* _Work task 1_:
In the account of the MSUM Dragons' football seasons below, which team defeated the Dragons in the Mineral Water Bowl, and by what score?
* _Work task 2_:
Extend the account of the MSUM Dragons' football seasons below, picking up after its final sentence.

* _Text section_:
+--

The 2018 campaign proved to be Laqua's best season so far with the Dragons, earning an 8–4 record and a trip to the Mineral Water Bowl. In the regular season finale, the Dragons defeated St. Cloud State University to earn their eighth win, their most victories since 1991. The Mineral Water Bowl, which the Dragons lost 51–16 to Missouri University of Science and Technology, was the first postseason game for MSUM since 1994.

After a 6–5 campaign in 2019 where they finished the season by defeating St. Cloud State University, the Dragons did not play in 2020 because of the coronavirus pandemic. In 2021, the team returned to action, finishing 5–6. The following season, MSUM would go 4–7, losing the finale against Wayne State College.

The team bounced back with a winning record in 2023, finishing 7–4. The 2023 campaign included the Dragons' first ever win against the University of Sioux Falls after losing the previous five games. They followed up with another winning season in 2024, finishing 6–5, including a victory of the University of Minnesota Duluth Bullodgs. It was their first victory against UMD since 1999.

In 2025, the Dragons reached its third consecutive winning season by finishing 8–3. It was the first time reaching at least three consecutive winning seasons since the 1990s. The season was highlighted by a season finale win against No. 14 Minnesota State-Mankato. It was the first victory over the Mavericks since 1981. The Dragons also defeated chief rival Bemidji State University for the first time since 2018. Despite the record, the Dragons narrowly missed the 2025 NCAA Division II football playoffs.

+--

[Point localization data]
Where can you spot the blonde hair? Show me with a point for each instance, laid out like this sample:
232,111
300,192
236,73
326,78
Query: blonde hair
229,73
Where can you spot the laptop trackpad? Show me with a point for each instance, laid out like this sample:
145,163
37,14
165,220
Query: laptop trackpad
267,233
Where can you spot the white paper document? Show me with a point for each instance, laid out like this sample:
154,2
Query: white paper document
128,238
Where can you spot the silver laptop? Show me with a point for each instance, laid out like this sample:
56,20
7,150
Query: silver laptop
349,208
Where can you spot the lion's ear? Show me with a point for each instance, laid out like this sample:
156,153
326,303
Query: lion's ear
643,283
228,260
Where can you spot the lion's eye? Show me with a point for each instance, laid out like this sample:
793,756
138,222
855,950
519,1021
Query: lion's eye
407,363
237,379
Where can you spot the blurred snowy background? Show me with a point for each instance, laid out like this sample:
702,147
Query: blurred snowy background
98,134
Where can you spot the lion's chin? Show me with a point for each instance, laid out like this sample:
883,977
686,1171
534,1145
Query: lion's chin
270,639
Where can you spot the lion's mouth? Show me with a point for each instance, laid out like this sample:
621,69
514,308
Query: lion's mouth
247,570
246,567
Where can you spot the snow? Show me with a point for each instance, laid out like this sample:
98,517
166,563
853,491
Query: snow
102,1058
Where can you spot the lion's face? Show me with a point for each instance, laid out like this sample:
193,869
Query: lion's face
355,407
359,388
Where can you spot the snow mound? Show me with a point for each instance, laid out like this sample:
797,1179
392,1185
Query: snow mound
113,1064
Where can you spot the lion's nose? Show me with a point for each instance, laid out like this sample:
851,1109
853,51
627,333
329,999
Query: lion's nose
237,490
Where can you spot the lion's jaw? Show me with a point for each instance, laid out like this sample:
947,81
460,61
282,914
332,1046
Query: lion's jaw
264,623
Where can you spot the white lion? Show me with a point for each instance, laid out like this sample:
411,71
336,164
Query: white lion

+--

* _Result 1_:
Missouri University of Science and Technology, 51–16.

* _Result 2_:
MSUM was led in the season by quarterback Jack Strand, who finished his career with 13,161 passing yards and 126 touchdowns. Because of his play, Strand was named NSIC Offensive Player of the Year, and ranks 10th all time in NCAA Division II career passing yards. Wideout Gage Florence, named NSIC first team, also set the NCAA Division II record for career receptions, finishing with 402. Following the season, Strand was invited to the American Bowl, while Florence was selected to attend the College Gridiron Showcase.

====Rivalries====
The Red River Valley Showdown vs the University of Minnesota Crookston Golden Eagles for the State Farm Traveling Trophy. MSUM leads the series 14–7. The series ended in 2020 when UMC cut its football program.

The Battle for the Paddle Trophy vs the University of Mary (Bismarck). MSUM leads the series 11–8. The Paddle was developed by the student governments, as both schools are located near a river. UMary is located on the Missouri River and MSUM is near the Red River.

The Battle for the Axe vs Bemidji State. MSUM leads 39–34–3 in the series for the trophy which dates back to 1948. The axe originated in the village of Mount Hagon, New Guinea. The series as a whole dates back to 1929, with MSUM holding a 48–40–3 series lead in total.

The Dragons also had a cross-town rivalry with Concordia College in Moorhead. Concordia leads the now defunct rivalry 49–25–12, winning the final game in a 34–32 thriller. Today Concordia plays at the NCAA Division III level in the Minnesota Intercollegiate Athletic Conference. The two schools still play in other sports, such as basketball.

==Non-varsity teams==
MSUM has a wide variety of intramural sports including flag football, softball, and soccer. Club teams are also available for men's and women's rugby, men's and women's lacrosse, and baseball which compete nationally. MSU Moorhead also has a club ice hockey team, which began play in the 2018–2019 season. The team is part of the American Club Hockey Association, participating at the Division II level.

==Facilities==
The Dragons football team plays at Alex Nemzek Stadium, a 6,000 seat facility. The stadium is named after the school's athletic director from 1923–1941. In 2015, the stadium received a renovation, with the added title of Scheels Field.

Nemzek's name is also on the 3,500 seat fieldhouse and basketball arena. In 2012, Nemzek Fieldhouse was renovated, with new sound systems, scoreboards and a 144-square foot video board installed. The next year, a new basketball court was installed in the arena.

The school's soccer and softball fields are also named after Nemzek.